- WHAT TO WORK ON:
What is needed is the whole of the data, set down exactly.

···

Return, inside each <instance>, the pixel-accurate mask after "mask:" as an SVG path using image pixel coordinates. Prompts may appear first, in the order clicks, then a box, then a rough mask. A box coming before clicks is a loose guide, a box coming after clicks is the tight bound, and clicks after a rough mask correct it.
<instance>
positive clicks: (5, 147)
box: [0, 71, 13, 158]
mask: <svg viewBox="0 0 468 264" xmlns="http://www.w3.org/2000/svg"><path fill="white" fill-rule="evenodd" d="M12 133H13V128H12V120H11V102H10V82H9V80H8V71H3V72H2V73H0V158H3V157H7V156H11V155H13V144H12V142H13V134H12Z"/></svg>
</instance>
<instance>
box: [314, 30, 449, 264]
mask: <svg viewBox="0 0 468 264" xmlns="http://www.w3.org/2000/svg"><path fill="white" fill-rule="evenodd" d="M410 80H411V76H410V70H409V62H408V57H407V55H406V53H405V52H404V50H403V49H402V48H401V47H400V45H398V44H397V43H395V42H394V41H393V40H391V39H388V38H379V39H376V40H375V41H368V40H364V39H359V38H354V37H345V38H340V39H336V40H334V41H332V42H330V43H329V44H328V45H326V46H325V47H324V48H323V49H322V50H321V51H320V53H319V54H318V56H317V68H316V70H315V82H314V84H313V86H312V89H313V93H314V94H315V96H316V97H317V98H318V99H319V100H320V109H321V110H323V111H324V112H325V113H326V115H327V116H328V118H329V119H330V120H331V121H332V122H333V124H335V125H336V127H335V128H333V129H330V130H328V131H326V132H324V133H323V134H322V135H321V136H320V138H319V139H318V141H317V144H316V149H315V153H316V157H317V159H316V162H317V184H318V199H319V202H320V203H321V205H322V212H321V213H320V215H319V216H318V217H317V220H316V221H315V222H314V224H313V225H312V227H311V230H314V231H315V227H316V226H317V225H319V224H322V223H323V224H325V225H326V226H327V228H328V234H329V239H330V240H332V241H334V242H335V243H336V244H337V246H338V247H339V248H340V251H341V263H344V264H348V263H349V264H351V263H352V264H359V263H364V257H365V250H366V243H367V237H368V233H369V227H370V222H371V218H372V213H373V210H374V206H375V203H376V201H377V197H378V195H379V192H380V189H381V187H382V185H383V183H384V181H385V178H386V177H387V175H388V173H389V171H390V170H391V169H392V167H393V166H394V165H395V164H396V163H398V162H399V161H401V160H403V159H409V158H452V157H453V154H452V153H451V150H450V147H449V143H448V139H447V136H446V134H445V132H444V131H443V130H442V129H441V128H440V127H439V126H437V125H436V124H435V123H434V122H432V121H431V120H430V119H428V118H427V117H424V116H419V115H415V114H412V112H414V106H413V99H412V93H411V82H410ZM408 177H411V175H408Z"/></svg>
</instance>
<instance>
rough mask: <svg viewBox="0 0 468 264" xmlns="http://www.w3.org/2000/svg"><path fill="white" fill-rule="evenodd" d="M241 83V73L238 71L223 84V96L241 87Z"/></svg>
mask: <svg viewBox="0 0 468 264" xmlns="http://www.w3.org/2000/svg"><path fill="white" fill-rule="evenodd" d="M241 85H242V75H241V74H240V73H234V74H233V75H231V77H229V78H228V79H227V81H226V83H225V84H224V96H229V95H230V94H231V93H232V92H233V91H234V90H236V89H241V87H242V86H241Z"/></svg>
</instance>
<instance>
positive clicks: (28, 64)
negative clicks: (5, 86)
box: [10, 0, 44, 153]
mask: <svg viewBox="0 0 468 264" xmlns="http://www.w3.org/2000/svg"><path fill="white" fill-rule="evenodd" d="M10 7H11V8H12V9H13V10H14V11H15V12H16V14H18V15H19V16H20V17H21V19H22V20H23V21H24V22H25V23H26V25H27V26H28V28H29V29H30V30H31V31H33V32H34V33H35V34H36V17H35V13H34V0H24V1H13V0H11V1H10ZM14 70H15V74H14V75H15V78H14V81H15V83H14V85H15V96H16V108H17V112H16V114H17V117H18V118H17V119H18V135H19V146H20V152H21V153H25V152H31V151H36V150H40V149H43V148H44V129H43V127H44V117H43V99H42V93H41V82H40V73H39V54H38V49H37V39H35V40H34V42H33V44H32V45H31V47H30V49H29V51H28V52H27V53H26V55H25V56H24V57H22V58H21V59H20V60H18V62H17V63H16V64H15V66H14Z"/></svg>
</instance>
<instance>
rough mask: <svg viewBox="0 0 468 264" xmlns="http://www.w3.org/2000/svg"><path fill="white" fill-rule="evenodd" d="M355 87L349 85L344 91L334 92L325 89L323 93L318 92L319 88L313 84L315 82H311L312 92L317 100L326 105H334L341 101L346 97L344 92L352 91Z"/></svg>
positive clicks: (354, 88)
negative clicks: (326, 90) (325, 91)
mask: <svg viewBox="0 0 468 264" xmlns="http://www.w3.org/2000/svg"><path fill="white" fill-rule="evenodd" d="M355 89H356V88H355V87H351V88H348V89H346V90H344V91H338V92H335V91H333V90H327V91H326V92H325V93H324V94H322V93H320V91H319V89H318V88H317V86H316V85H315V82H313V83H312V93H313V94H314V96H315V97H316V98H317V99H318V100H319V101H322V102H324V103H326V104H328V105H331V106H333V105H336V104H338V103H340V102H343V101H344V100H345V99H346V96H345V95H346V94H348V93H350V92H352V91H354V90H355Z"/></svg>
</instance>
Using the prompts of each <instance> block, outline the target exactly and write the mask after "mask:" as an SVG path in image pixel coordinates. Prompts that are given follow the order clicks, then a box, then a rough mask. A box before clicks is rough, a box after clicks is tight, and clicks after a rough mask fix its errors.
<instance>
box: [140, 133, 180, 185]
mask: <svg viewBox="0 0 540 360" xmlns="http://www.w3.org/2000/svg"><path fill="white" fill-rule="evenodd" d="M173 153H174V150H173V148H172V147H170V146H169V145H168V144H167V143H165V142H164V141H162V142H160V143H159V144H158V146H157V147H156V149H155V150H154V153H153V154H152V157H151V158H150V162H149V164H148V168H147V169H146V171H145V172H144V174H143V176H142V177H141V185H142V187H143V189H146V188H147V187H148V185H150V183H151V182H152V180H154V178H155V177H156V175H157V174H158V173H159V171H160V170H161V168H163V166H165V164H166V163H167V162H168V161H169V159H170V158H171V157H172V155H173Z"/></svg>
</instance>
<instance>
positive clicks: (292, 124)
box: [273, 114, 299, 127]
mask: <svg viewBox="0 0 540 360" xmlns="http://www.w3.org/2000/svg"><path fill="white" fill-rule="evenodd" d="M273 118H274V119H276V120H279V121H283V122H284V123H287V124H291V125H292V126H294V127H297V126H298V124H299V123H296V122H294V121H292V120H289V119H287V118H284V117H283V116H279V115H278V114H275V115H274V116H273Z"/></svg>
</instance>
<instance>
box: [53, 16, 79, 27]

···

- YOUR SOLUTION:
Return, inside each <instance>, the pixel-accurate mask after "mask:" as an SVG path using image pixel coordinates. Prompts may appear first, in the order clicks, then a box, then a rough mask. A box coming before clicks is a loose guide, a box coming after clicks is the tight bound, and clicks after a rough mask correct it.
<instance>
positive clicks: (5, 147)
box: [0, 71, 13, 158]
mask: <svg viewBox="0 0 468 264" xmlns="http://www.w3.org/2000/svg"><path fill="white" fill-rule="evenodd" d="M12 133H13V128H12V120H11V102H10V82H9V80H8V71H3V72H2V73H0V158H3V157H7V156H11V155H13V144H12V142H13V134H12Z"/></svg>
</instance>
<instance>
box: [314, 30, 449, 264]
mask: <svg viewBox="0 0 468 264" xmlns="http://www.w3.org/2000/svg"><path fill="white" fill-rule="evenodd" d="M410 80H411V76H410V70H409V62H408V57H407V55H406V53H405V52H404V50H403V49H402V48H401V47H400V45H398V44H397V43H395V42H394V41H393V40H391V39H388V38H379V39H376V40H375V41H368V40H364V39H359V38H354V37H345V38H340V39H336V40H334V41H332V42H330V43H329V44H328V45H326V46H325V47H324V48H323V49H322V50H321V51H320V53H319V54H318V56H317V68H316V70H315V82H314V84H313V86H312V89H313V93H314V94H315V96H316V97H317V98H318V99H319V100H320V109H321V110H323V111H324V112H325V113H326V115H327V116H328V118H329V119H330V120H331V121H332V122H333V124H335V125H336V127H335V128H333V129H330V130H328V131H326V132H324V133H323V134H322V135H321V136H320V138H319V139H318V141H317V144H316V149H315V153H316V157H317V159H316V162H317V184H318V199H319V202H320V203H321V205H322V212H321V213H320V215H319V216H318V217H317V220H316V221H315V222H314V224H313V225H312V227H311V230H314V231H315V227H316V226H317V225H319V224H322V223H323V224H325V225H326V226H327V228H328V234H329V239H330V240H332V241H334V242H335V243H336V244H337V246H338V247H339V248H340V251H341V263H344V264H348V263H349V264H351V263H352V264H359V263H364V257H365V250H366V243H367V237H368V233H369V227H370V222H371V218H372V213H373V210H374V206H375V203H376V201H377V197H378V195H379V192H380V189H381V187H382V185H383V183H384V181H385V178H386V177H387V175H388V173H389V171H390V170H391V169H392V167H393V166H394V165H395V164H396V163H398V162H399V161H401V160H403V159H409V158H452V157H453V154H452V153H451V150H450V147H449V143H448V139H447V136H446V134H445V132H444V131H443V130H442V129H441V128H440V127H439V126H437V125H436V124H435V123H434V122H432V121H431V120H430V119H428V118H427V117H424V116H419V115H415V114H412V112H414V106H413V99H412V93H411V82H410ZM408 177H411V175H408Z"/></svg>
</instance>
<instance>
rough mask: <svg viewBox="0 0 468 264" xmlns="http://www.w3.org/2000/svg"><path fill="white" fill-rule="evenodd" d="M241 83V73L238 71L223 84V96L241 87Z"/></svg>
mask: <svg viewBox="0 0 468 264" xmlns="http://www.w3.org/2000/svg"><path fill="white" fill-rule="evenodd" d="M241 85H242V75H241V74H240V73H234V74H233V75H231V77H229V78H228V79H227V81H226V83H225V84H224V96H229V95H230V94H231V93H232V92H233V91H234V90H236V89H241V87H242V86H241Z"/></svg>
</instance>
<instance>
positive clicks: (28, 64)
negative clicks: (5, 86)
box: [10, 0, 44, 153]
mask: <svg viewBox="0 0 468 264" xmlns="http://www.w3.org/2000/svg"><path fill="white" fill-rule="evenodd" d="M10 7H11V8H12V9H13V10H14V11H15V12H16V14H18V15H19V16H20V17H21V19H22V20H23V21H24V22H25V23H26V25H27V26H28V28H29V29H30V30H31V31H33V32H34V33H35V34H36V17H35V13H34V0H24V1H13V0H11V1H10ZM14 70H15V74H14V75H15V78H14V81H15V83H14V85H15V96H16V108H17V112H16V114H17V117H18V118H17V119H18V135H19V146H20V152H21V153H25V152H31V151H36V150H40V149H43V148H44V129H43V127H44V117H43V99H42V93H41V82H40V73H39V54H38V49H37V39H35V40H34V42H33V44H32V45H31V47H30V49H29V51H28V52H27V53H26V55H25V56H24V57H22V58H21V59H20V60H18V62H17V63H16V64H15V66H14Z"/></svg>
</instance>
<instance>
rough mask: <svg viewBox="0 0 468 264" xmlns="http://www.w3.org/2000/svg"><path fill="white" fill-rule="evenodd" d="M355 87L349 85L344 91L334 92L325 89L323 93L318 92L319 88L313 84L315 82H311L312 92L317 100L326 105H334L341 101L346 97L344 92L352 91Z"/></svg>
positive clicks: (354, 88)
negative clicks: (326, 90) (325, 91)
mask: <svg viewBox="0 0 468 264" xmlns="http://www.w3.org/2000/svg"><path fill="white" fill-rule="evenodd" d="M355 89H356V88H355V87H351V88H348V89H346V90H344V91H338V92H335V91H333V90H327V91H326V92H325V93H324V94H322V93H320V91H319V89H318V88H317V86H316V85H315V82H313V83H312V93H313V94H314V96H315V97H316V98H317V99H318V100H319V101H322V102H324V103H326V104H328V105H331V106H333V105H336V104H338V103H340V102H343V101H344V100H345V99H346V96H345V95H346V94H348V93H350V92H352V91H354V90H355Z"/></svg>
</instance>
Using the prompts of each <instance> block, outline the target exactly and write the mask after "mask:" as an SVG path in image pixel coordinates. Prompts that are given follow the order clicks, then a box, then a rough mask. A box before clicks is rough, a box after clicks is tight, and clicks after a rough mask fix its errors.
<instance>
box: [140, 133, 180, 185]
mask: <svg viewBox="0 0 540 360" xmlns="http://www.w3.org/2000/svg"><path fill="white" fill-rule="evenodd" d="M173 153H174V150H173V148H172V147H170V146H169V145H168V144H167V143H165V142H164V141H162V142H160V143H159V144H158V146H157V147H156V149H155V150H154V153H153V154H152V157H151V158H150V162H149V164H148V168H147V169H146V171H145V172H144V174H143V176H142V177H141V185H142V187H143V189H146V188H147V187H148V185H150V183H151V182H152V180H154V178H155V177H156V175H157V174H158V173H159V171H160V170H161V168H163V166H165V164H166V163H167V162H168V161H169V159H170V158H171V157H172V155H173Z"/></svg>
</instance>
<instance>
positive clicks: (292, 124)
box: [273, 114, 299, 127]
mask: <svg viewBox="0 0 540 360" xmlns="http://www.w3.org/2000/svg"><path fill="white" fill-rule="evenodd" d="M273 118H274V119H276V120H279V121H283V122H284V123H287V124H291V125H292V126H294V127H297V126H298V124H299V123H296V122H294V121H292V120H289V119H287V118H284V117H283V116H279V115H278V114H275V115H274V116H273Z"/></svg>
</instance>
<instance>
box: [53, 16, 79, 27]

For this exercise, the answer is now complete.